§ **EXTRACTED TEXT**:
APPEAL from the Circuit Court of Coles County; the Hon. WILLIAM J. SUNDERMAN, Judge, presiding.


• 1 The only issue presented by this appeal is the sufficiency of Count II of an amended complaint to state a cause of action against the defendant Helix Corporation. The trial court entered an order dismissing the complaint and in bar of action. No memorandum or finding or statement of deficiency in the complaint is in the record. We hold that Count II of the complaint states a cause of action.

Count II of the complaint as amended alleges that in July of 1963 plaintiff, then aged four years, was injured when she placed her hand in the conveyor belt of a forage wagon manufactured by the defendant. The forage wagon was owned by her grandfather and was being operated by him in his barnlot at the time of the injury.

The allegation is further that the defendant manufactured the wagon, that it was unreasonably dangerous in several specified particulars. The injury to the plaintiff is alleged to have resulted from the unreasonably dangerous conditions as specified and such conditions are alleged to have existed at the time the wagon left the control of the defendant-manufacturer. These allegations state a cause of action in strict liability as enumerated in Suvada v. White Motor, 32 Ill.2d 612, 210 N.E.2d 182. See also Mieher v. Brown, 3 Ill. App.3d 802, 278 N.E.2d 869 (Petition for Leave to Appeal Allwd.).

• 2 In support of the order of dismissal, the defendant urges that the doctrine of strict liability only imposes a duty upon a manufacturer to make a product safe for the purpose for which it was supplied. The defendant contends there is no breach of duty unless the product fails to perform in the manner reasonably to be expected in the light of its nature and intended function. This contention is basically the same as the "crash-proof car" argument urged in Mieher. We reject such contention for the reasons there stated.

Kay v. Ludwick, 87 Ill. App.2d 114, 230 N.E.2d 494, is relied upon by the defendant in support of its contention of no breach of duty. We do not find that case to be applicable here. In Ludwick, we upheld the dismissal of a complaint attempting to allege a cause of action for negligence in the operation of a lawnmower. The complaint there was deficient in that no breach of duty was alleged. Here, a breach of duty in the form of manufacturing and placing in the channels of commerce a defective product is alleged.

§ **AVAILABLE DATA**:
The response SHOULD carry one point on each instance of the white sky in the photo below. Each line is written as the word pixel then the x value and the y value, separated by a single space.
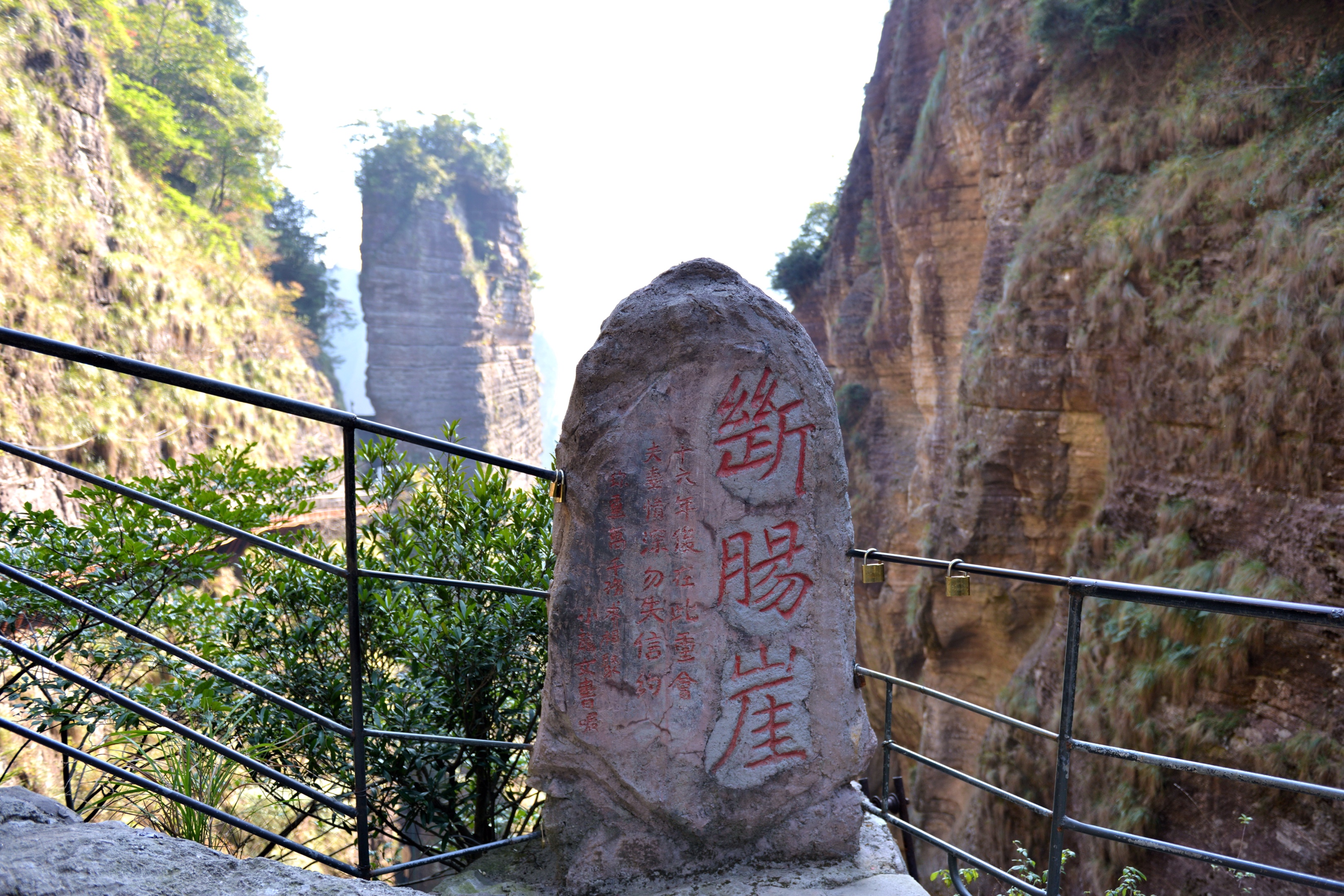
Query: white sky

§ **INSTRUCTION 1**: In the court opinion, who owned the forage wagon at the time of the injury?
§ **INSTRUCTION 2**: Reproduce the court opinion from "APPEAL from the" up to and including "of the injury.".
§ **INSTRUCTION 3**: Carry the court opinion forward from the point where it stops.

§ **EXERCISE OUTPUT 1**: The plaintiff's grandfather owned it.

§ **EXERCISE OUTPUT 2**:
APPEAL from the Circuit Court of Coles County; the Hon. WILLIAM J. SUNDERMAN, Judge, presiding.


• 1 The only issue presented by this appeal is the sufficiency of Count II of an amended complaint to state a cause of action against the defendant Helix Corporation. The trial court entered an order dismissing the complaint and in bar of action. No memorandum or finding or statement of deficiency in the complaint is in the record. We hold that Count II of the complaint states a cause of action.

Count II of the complaint as amended alleges that in July of 1963 plaintiff, then aged four years, was injured when she placed her hand in the conveyor belt of a forage wagon manufactured by the defendant. The forage wagon was owned by her grandfather and was being operated by him in his barnlot at the time of the injury.

§ **EXERCISE OUTPUT 3**:
• 3 The defendant urges in support of the order dismissing the complaint that the doctrine of strict liability recognized and adopted in 1965 by the decision in Suvada should not be applicable to this 1963 injury by a product manufactured prior to that date. We are asked by analogy to Molitor v. Kaneland Com. Unit Dist., 18 Ill.2d 11, 163 N.E.2d 89, to hold that Suvada is prospective only. The abolition of privity in products liability cases is not comparable to the abolition of governmental immunity as involved in Molitor.

• 4 Furthermore, in Williams v. Brown Mfg. Co., 45 Ill.2d 418, 261 N.E.2d 305, the Supreme Court clearly recognized the application of products liability to pre-Suvada products. (See also Wright v. Massey-Harris, Inc., 68 Ill. App.2d 70, 215 N.E.2d 465; Dunham v. Vaughan & Bushnell Mfg. Co., 86 Ill. App.2d 315, 229 N.E.2d 684; Haley v. Merit Chev., Inc., 67 Ill. App.2d 19, 214 N.E.2d 347.) Finally, the foreseeability of the injury here alleged is not relevant to the issue of the sufficiency of the complaint to state a cause of action. Such is a fact issue for jury determination upon the trial of the cause. (See Dunham v. Vaughan & Bushnell Mfg. Co., supra.) For the reasons stated, the judgment of the circuit court of Coles County is reversed and this cause is remanded to that court with directions to deny the motion to dismiss and for further proceedings consistent with the views herein expressed.

Judgment reversed and cause remanded with directions.

SIMKINS, J., concurs.


I dissent from the principal opinion for the reason that the pleadings disclose facts which make applicable the views expressed in my specially concurring opinion in Lewis v. Stran-Steel Corp., 6 Ill. App.3d 142, 143, 285 N.E.2d 631, 638.

I would affirm the order of the trial court.